[Saved data entries]
◇ ◇ ◇ ◇ ◇ ◇ ◇

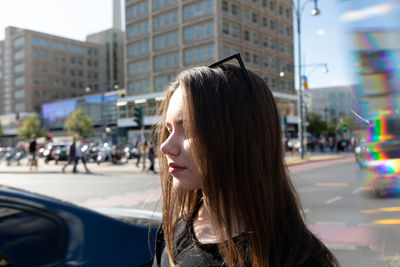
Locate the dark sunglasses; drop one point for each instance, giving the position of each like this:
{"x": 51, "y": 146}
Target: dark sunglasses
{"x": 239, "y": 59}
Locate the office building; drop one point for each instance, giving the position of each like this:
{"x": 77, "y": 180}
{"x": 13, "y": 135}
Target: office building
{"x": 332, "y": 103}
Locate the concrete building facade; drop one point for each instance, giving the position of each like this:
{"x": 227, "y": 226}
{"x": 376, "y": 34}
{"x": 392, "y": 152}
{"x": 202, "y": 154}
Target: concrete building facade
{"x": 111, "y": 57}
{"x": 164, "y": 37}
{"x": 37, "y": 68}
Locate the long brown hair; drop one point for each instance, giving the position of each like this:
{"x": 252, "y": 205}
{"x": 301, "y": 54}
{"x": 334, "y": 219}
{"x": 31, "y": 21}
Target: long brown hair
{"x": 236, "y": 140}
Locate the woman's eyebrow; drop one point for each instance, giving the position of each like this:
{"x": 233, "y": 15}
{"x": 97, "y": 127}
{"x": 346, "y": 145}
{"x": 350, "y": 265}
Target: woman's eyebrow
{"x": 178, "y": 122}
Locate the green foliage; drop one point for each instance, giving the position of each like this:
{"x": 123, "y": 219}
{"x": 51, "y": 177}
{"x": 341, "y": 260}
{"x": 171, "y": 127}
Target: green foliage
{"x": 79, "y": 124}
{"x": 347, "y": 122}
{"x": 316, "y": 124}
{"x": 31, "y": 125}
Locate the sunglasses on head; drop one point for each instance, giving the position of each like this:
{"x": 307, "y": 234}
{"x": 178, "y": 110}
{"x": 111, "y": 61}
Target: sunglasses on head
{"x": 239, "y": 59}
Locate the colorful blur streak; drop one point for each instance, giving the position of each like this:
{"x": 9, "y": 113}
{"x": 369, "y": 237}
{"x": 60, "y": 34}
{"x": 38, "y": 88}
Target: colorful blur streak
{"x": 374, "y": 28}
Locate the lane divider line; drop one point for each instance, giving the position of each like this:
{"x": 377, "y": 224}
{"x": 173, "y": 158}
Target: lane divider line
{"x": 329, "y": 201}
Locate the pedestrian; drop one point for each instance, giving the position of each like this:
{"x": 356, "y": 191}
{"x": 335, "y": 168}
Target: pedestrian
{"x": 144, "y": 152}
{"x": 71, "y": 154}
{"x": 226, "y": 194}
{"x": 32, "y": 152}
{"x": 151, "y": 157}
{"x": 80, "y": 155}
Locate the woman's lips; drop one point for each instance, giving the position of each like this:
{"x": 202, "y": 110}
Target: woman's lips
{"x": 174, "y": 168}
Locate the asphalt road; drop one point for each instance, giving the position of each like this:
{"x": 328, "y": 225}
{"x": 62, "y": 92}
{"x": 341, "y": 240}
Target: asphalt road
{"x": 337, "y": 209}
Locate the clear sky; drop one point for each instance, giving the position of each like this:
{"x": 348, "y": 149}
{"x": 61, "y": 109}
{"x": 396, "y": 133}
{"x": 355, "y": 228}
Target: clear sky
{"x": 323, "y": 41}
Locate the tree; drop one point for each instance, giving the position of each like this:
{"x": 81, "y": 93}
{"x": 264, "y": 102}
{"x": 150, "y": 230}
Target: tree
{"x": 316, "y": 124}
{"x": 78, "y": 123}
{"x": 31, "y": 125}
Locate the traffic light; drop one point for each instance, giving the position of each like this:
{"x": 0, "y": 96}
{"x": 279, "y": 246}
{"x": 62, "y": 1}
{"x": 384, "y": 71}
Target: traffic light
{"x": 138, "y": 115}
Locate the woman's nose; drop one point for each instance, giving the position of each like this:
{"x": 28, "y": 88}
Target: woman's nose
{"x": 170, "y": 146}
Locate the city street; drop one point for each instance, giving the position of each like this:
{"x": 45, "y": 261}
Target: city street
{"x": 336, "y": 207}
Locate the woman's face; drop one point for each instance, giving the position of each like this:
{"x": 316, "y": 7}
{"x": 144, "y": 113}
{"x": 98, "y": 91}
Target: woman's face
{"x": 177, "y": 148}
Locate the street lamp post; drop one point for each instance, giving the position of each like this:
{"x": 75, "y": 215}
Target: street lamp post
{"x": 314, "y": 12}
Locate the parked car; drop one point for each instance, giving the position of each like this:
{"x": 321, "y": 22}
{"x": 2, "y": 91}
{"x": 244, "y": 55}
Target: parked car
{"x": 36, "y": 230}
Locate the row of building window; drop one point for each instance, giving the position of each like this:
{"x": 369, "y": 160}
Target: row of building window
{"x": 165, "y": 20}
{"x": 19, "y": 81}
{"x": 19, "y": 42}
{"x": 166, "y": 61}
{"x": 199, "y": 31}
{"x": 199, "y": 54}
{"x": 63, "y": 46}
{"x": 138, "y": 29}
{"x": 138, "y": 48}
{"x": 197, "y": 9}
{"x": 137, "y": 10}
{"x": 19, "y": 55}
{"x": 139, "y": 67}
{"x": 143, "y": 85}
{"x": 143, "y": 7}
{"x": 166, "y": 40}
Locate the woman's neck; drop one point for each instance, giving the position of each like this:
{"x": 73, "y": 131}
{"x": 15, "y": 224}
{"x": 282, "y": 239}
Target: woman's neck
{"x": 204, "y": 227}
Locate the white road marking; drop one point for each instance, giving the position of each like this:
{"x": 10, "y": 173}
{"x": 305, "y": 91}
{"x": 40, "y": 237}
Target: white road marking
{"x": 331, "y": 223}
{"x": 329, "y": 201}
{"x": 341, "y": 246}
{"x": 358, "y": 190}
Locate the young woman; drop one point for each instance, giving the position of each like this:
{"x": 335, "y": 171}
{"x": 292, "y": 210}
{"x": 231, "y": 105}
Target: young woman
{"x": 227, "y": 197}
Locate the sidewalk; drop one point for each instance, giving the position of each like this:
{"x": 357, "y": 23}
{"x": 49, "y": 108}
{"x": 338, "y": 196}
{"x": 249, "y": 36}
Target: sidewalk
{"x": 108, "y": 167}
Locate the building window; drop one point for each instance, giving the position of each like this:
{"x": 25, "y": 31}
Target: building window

◇ ◇ ◇ ◇ ◇ ◇ ◇

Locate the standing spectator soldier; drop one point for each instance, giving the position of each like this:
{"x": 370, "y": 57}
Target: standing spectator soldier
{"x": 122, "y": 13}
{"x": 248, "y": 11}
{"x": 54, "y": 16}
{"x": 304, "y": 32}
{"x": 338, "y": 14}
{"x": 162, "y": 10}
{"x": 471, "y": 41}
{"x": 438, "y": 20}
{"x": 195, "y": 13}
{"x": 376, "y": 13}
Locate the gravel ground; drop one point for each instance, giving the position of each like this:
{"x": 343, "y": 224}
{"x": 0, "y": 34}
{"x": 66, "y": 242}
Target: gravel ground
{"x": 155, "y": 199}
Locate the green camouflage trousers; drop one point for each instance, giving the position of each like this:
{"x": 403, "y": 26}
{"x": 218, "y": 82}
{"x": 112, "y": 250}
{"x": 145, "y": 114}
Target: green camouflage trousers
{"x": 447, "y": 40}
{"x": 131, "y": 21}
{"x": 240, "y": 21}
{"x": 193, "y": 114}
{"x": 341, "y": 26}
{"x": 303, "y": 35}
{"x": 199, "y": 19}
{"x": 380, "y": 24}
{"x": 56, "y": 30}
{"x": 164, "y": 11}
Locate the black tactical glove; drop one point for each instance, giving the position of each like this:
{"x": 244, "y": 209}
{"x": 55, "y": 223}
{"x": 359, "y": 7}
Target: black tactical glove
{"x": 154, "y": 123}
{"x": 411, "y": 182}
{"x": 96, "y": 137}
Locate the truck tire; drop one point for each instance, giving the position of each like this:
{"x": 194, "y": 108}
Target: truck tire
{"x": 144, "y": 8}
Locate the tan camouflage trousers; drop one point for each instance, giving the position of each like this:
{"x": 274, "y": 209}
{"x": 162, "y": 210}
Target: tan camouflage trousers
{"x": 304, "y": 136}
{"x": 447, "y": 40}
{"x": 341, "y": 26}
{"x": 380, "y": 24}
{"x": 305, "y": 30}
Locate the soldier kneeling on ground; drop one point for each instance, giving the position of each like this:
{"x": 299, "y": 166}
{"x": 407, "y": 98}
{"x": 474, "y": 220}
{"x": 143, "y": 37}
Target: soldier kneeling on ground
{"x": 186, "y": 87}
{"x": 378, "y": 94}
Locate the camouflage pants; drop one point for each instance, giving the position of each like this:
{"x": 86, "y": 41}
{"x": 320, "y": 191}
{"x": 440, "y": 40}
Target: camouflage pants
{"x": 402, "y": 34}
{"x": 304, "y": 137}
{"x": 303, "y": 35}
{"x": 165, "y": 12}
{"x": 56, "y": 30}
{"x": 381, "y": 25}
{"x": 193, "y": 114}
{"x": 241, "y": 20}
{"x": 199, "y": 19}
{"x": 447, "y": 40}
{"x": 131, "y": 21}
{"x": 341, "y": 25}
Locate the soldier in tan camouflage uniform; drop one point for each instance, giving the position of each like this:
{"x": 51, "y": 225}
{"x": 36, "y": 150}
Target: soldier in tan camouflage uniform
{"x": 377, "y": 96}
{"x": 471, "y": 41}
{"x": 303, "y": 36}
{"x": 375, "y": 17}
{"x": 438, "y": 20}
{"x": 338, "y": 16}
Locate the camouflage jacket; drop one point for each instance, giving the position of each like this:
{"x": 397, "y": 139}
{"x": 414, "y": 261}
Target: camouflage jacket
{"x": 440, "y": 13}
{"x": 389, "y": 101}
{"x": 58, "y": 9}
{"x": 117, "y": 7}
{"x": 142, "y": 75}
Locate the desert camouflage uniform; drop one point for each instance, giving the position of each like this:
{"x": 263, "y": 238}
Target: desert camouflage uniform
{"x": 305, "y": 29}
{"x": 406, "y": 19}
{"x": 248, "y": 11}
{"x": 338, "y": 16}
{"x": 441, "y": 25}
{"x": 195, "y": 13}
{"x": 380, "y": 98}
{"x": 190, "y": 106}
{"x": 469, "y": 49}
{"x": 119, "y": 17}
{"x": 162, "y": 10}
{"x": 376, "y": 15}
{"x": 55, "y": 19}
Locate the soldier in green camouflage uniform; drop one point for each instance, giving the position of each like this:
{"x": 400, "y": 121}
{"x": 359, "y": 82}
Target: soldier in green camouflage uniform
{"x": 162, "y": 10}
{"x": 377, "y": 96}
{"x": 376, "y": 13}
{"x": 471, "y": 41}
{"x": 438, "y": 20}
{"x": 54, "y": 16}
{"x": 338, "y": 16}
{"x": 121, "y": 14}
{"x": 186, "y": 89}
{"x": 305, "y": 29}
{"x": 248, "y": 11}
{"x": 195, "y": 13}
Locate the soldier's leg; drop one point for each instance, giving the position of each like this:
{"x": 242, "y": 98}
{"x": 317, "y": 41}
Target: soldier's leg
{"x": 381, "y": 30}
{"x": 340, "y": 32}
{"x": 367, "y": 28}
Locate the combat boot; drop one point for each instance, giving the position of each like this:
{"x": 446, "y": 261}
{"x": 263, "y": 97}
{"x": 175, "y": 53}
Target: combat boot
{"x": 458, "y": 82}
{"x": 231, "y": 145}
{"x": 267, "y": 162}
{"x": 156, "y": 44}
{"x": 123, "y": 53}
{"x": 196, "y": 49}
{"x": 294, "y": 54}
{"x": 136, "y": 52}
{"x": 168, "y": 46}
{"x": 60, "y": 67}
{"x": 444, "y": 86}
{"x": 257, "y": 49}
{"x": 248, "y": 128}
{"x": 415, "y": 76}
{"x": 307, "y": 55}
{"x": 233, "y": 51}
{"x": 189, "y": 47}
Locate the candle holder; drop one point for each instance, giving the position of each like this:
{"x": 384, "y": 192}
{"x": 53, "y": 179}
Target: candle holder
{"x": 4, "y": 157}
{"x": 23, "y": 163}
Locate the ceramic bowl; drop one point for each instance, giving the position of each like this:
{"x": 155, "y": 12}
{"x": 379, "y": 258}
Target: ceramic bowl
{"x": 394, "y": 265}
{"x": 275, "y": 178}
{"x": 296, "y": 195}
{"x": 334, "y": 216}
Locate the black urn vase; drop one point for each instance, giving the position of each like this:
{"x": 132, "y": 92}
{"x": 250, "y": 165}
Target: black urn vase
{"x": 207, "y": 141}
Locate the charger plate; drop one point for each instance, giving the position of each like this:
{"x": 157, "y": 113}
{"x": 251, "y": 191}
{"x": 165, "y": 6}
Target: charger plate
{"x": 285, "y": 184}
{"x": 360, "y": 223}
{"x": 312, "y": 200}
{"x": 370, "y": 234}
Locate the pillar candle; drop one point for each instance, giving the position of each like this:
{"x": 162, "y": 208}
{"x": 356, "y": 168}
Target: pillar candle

◇ ◇ ◇ ◇ ◇ ◇ ◇

**Your instructions**:
Where does the string "pillar" appear in the records? Copy every line that holds it.

**Answer box**:
Locate the pillar candle; drop one point for each instance, giving the position of each like this:
Target: pillar candle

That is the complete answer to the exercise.